REQUIRED TASK: Can you write out everything from the start of the items down to the line containing "left=0, top=449, right=1344, bottom=893", keeping every line, and shift each bounding-box coordinate in the answers by adding 134 to it? Leave the pictures out.

┌──

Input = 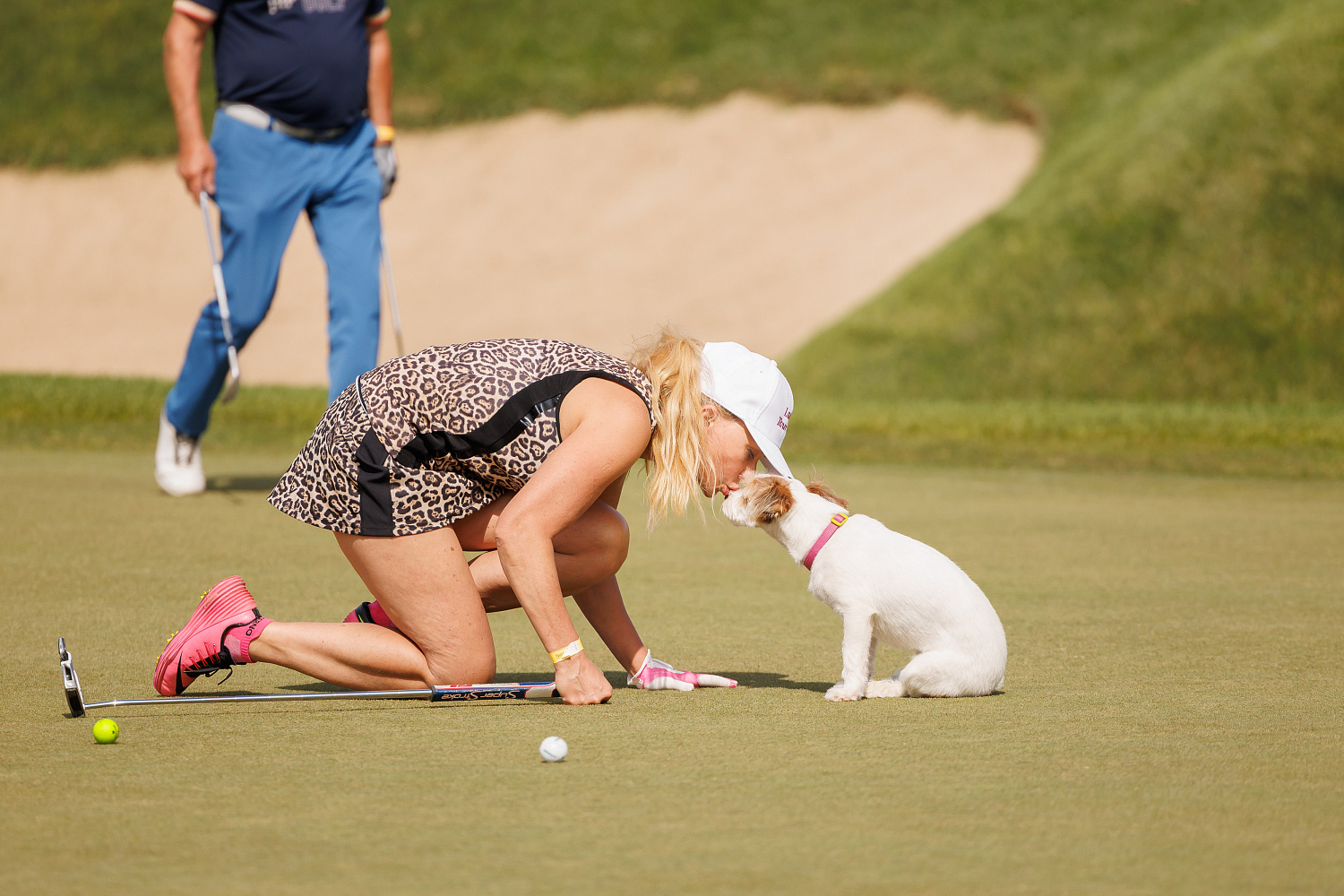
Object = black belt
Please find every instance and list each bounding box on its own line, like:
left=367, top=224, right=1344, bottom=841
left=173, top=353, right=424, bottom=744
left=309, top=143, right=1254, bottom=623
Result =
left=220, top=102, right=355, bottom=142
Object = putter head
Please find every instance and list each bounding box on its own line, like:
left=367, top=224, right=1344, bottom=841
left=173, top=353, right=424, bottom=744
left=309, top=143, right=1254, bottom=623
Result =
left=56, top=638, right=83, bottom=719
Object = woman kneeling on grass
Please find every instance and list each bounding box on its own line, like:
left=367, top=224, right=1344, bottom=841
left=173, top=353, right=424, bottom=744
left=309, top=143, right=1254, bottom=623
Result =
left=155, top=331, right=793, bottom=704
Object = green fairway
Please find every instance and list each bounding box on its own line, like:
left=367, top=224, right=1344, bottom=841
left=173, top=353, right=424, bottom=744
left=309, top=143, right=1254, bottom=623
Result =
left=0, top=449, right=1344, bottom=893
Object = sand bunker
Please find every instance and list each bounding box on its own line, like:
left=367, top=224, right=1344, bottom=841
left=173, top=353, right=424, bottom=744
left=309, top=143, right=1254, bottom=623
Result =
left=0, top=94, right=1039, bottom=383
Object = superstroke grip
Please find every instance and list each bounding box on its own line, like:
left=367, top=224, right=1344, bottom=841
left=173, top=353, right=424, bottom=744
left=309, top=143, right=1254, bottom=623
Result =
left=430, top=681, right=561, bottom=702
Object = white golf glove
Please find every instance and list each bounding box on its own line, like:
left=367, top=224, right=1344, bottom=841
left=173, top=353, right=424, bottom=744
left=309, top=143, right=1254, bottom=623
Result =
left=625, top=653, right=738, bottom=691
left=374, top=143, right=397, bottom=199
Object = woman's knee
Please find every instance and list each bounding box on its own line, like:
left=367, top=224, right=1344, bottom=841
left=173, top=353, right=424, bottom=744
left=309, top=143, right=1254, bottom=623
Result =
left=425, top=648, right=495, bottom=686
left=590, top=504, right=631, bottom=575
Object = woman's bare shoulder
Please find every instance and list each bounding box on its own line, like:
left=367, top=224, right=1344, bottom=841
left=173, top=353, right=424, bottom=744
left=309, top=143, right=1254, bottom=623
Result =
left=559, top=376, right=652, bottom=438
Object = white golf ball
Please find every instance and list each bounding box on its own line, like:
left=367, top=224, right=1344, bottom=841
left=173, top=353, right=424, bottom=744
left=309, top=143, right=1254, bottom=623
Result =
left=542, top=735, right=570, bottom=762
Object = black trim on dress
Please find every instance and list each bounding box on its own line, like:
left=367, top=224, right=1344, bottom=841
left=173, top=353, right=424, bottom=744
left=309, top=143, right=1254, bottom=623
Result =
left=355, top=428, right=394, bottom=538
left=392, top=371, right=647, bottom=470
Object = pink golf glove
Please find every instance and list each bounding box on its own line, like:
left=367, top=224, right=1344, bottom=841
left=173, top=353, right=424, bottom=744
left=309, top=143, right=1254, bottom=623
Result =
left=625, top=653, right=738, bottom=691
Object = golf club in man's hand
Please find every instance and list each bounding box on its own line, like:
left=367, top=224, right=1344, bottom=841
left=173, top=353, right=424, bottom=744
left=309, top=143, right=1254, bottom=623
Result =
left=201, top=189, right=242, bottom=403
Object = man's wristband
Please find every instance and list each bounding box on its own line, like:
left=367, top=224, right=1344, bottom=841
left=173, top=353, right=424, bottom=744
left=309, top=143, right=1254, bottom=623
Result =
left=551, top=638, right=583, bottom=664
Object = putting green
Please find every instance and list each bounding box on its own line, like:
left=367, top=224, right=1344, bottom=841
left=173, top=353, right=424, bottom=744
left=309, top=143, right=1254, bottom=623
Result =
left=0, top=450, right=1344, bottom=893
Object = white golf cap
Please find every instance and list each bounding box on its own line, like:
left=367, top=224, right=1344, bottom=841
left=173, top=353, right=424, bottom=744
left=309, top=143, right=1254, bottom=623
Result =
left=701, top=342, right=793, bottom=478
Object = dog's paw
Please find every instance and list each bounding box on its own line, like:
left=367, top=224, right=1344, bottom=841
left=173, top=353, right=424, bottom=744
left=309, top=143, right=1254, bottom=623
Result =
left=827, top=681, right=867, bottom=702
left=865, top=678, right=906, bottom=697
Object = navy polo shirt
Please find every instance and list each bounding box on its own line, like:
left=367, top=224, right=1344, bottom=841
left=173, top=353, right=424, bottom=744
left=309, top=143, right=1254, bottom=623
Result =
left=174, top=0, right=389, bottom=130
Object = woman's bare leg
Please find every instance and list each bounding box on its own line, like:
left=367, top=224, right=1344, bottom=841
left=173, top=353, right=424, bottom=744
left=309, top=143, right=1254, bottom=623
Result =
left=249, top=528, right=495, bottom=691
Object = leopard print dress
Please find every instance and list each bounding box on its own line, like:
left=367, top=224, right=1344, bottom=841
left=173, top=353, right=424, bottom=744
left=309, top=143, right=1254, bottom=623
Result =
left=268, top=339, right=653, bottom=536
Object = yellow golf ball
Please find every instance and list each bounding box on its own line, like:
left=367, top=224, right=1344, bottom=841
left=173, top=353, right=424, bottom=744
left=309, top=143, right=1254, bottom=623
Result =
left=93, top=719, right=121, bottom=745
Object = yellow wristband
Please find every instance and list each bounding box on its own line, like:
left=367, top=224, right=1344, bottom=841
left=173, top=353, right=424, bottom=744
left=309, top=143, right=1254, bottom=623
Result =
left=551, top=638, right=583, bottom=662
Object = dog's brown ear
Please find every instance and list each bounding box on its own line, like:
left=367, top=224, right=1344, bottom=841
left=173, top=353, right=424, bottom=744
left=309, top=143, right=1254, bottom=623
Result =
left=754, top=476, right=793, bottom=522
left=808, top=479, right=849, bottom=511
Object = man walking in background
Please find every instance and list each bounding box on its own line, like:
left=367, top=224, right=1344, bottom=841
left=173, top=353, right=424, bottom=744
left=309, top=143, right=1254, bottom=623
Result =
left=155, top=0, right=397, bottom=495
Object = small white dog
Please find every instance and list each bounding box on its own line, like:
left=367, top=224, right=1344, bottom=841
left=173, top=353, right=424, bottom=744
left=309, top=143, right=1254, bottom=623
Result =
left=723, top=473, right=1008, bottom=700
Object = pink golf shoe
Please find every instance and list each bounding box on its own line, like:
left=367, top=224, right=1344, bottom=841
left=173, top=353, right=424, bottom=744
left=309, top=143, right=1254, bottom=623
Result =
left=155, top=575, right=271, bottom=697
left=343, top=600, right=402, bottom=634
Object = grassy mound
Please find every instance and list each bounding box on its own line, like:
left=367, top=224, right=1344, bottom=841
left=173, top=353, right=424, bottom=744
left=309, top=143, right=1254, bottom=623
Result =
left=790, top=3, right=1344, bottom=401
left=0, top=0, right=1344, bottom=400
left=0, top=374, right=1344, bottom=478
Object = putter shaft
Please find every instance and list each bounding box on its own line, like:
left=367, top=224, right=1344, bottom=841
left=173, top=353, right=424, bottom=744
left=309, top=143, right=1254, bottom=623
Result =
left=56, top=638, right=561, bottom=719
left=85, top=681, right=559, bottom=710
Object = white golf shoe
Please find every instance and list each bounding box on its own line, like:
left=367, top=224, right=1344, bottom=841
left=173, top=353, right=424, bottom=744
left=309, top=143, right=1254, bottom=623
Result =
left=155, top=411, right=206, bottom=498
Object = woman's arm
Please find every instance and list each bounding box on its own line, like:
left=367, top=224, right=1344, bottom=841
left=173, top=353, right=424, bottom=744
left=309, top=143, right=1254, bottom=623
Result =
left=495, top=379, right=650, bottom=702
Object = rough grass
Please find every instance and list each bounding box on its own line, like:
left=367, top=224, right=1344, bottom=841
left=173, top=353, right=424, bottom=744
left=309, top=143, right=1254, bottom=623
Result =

└──

ANSWER IN FULL:
Input = 
Object = black belt
Please find every instance and list each bounding box on its own line, like:
left=367, top=224, right=1344, bottom=841
left=173, top=353, right=424, bottom=744
left=309, top=143, right=1254, bottom=623
Result =
left=354, top=236, right=489, bottom=276
Object = putter head
Please find every instance and list each bounding box on its own line, like:
left=367, top=224, right=1344, bottom=841
left=173, top=353, right=424, bottom=744
left=309, top=143, right=1254, bottom=623
Result =
left=190, top=772, right=217, bottom=853
Object = woman kneeling on grass
Please find every instance and list each bounding box on its own line, like:
left=367, top=224, right=1344, bottom=841
left=173, top=353, right=424, bottom=744
left=309, top=143, right=1254, bottom=623
Result =
left=289, top=465, right=927, bottom=838
Object = green fairway
Please find every instance and list each bounding box on its own line, like:
left=367, top=224, right=1344, bottom=841
left=173, top=353, right=424, bottom=744
left=309, top=143, right=1254, bottom=623
Result =
left=134, top=583, right=1478, bottom=1027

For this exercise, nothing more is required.